-- Begin READING TEXT --

Goshorn's Ex'rs v. County Court Of Kanawha County

Decision Date12 December 1896
Citation26 S.E. 452,42 W.Va. 735
PartiesGOSHORN'S EX'RS. v. COUNTY COURT OF KANAWHA COUNTY.
CourtWest Virginia Supreme Court

County Court—Contracts—Ratification— Quantum Valebant.

1. Two members of the county court of Kanawha county, made by law a corporation, on the streets of Charleston, and as individuals, gave the following order: "Charleston, W. Va., Nov. 12, 1894. Mr. Geo. A. Goshorn—Dear Sir: You will please deliver to Kanawha county poor farm, by river, as soon as there is water in the river for large boats to run so you can deliver same, 60 hogs, for use of poor farm, at 7 cents per pound. J. D. Shrewsbury. C. S. Young, Pres. Kana. Co. Ct." In pursuance thereof the 27 hogs in controversy were delivered at the poor farm, received by the superintendent, and appropriated to the use of the poor. Held, that such transaction, unless ratified by the county court, had no binding force on said corporation.

2. For the members of such corporation cannot individually give their consent or enter into a contract in such manner as to oblige the corporate body.

3. It was not ratified by the superintendent of the poor farm, as he did not appear to have the authority, express or implied, to have made the original contract, or to know anything about the transaction. It was not ratified by the corporate body, but, when presented for allowance and payment, it was disallowed and rejected.

4. The county court, not being able, without its fault, to return the same hogs, was liable to pay what they were reasonably worth, viz. the fair market value at the time and place of delivery, with such incidental sums added as were necessary to make the sellers whole.

5. The county court is a corporation created by statute, and can only do such things as are authorized by law, and in the mode prescribed.

(Syllabus by the Court)

Error to circuit court, Kanawha county.

Action by J. H. Goshorn's executors against the county court of Kanawha county on a contract of sale. There was a judgment for defendant, and plaintiffs bring error. Affirmed.

Kennedy & Dyer, for plaintiffs in error.

W. S. Laidley and S. c. Burdett, for defendant in error.

-- End READING TEXT --

• OBJECTIVE:
From the court decision, quote the passage that opens with the words containing "(Syllabus by the" and closes with "bring error. Affirmed.".

-- Begin RECORDS --

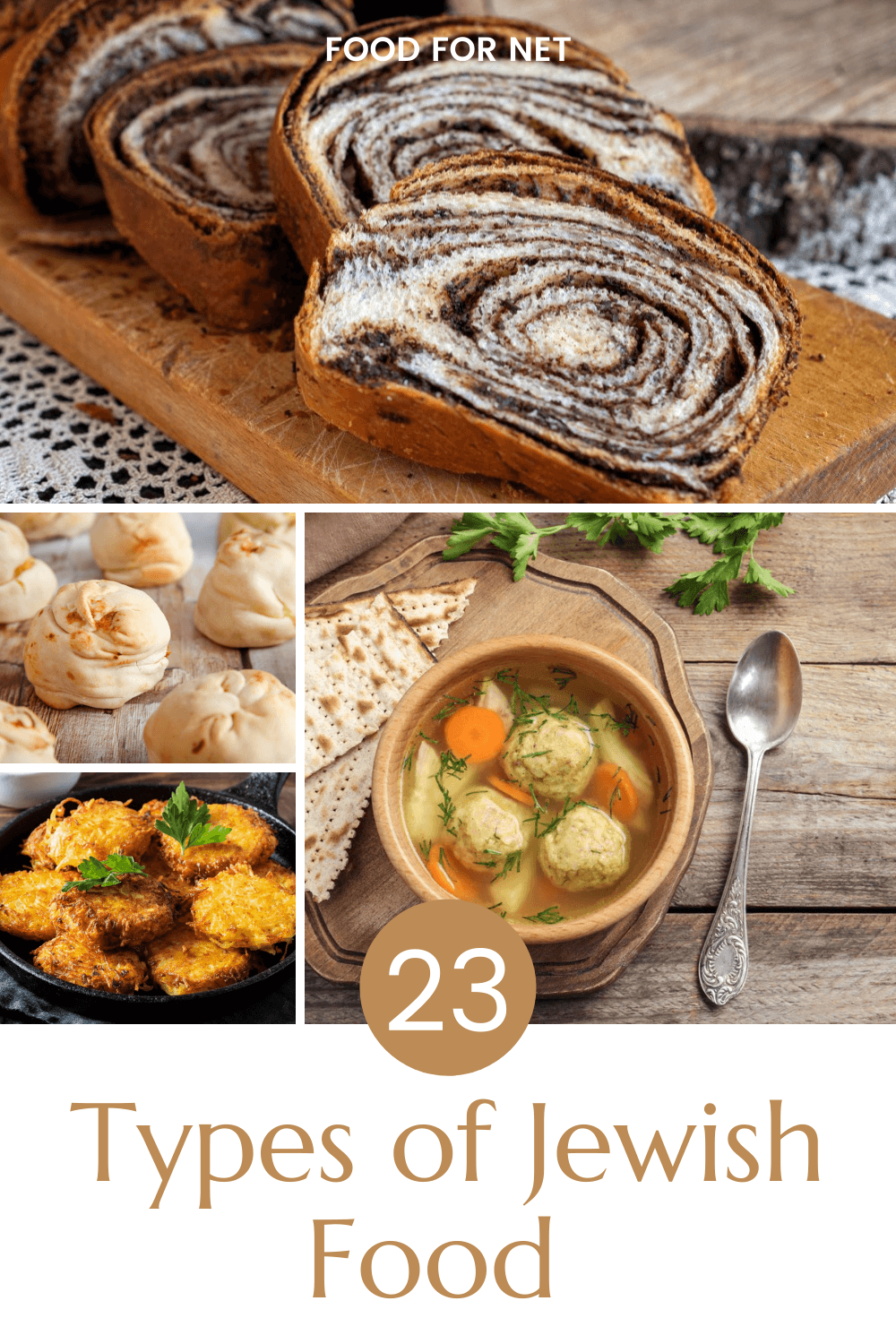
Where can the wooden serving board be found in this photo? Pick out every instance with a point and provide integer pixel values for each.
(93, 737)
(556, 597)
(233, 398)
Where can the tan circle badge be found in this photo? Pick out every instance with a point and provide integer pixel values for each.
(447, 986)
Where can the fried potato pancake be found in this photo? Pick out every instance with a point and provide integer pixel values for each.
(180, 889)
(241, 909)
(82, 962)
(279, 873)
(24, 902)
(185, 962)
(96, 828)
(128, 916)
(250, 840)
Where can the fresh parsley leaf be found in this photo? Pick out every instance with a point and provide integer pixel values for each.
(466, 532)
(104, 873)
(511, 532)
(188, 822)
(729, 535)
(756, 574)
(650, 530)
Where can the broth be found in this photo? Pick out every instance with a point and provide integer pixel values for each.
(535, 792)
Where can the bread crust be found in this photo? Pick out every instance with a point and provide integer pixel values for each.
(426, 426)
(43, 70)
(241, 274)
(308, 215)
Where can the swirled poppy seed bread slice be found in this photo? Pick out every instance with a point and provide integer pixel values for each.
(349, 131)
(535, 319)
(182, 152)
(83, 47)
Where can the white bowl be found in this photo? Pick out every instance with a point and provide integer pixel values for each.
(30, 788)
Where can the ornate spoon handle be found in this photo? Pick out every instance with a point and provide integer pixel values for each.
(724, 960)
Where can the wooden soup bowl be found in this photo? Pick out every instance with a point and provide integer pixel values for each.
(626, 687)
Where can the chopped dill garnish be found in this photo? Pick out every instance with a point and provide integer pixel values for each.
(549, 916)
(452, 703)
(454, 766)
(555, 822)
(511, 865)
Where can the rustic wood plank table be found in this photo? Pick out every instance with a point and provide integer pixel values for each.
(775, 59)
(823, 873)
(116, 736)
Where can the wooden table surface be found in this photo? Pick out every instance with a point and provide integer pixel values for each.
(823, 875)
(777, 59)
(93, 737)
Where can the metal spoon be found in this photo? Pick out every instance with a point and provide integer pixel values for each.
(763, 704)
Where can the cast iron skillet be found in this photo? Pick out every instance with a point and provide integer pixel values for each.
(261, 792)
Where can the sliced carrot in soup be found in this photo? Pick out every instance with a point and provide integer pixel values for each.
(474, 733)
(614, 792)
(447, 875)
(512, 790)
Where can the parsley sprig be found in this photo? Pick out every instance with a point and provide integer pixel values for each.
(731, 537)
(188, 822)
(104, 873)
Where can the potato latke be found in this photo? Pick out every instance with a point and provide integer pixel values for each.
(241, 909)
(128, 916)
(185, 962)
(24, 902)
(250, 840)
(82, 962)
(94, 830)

-- End RECORDS --

• THE SOLUTION:
(Syllabus by the Court)

Error to circuit court, Kanawha county.

Action by J. H. Goshorn's executors against the county court of Kanawha county on a contract of sale. There was a judgment for defendant, and plaintiffs bring error. Affirmed.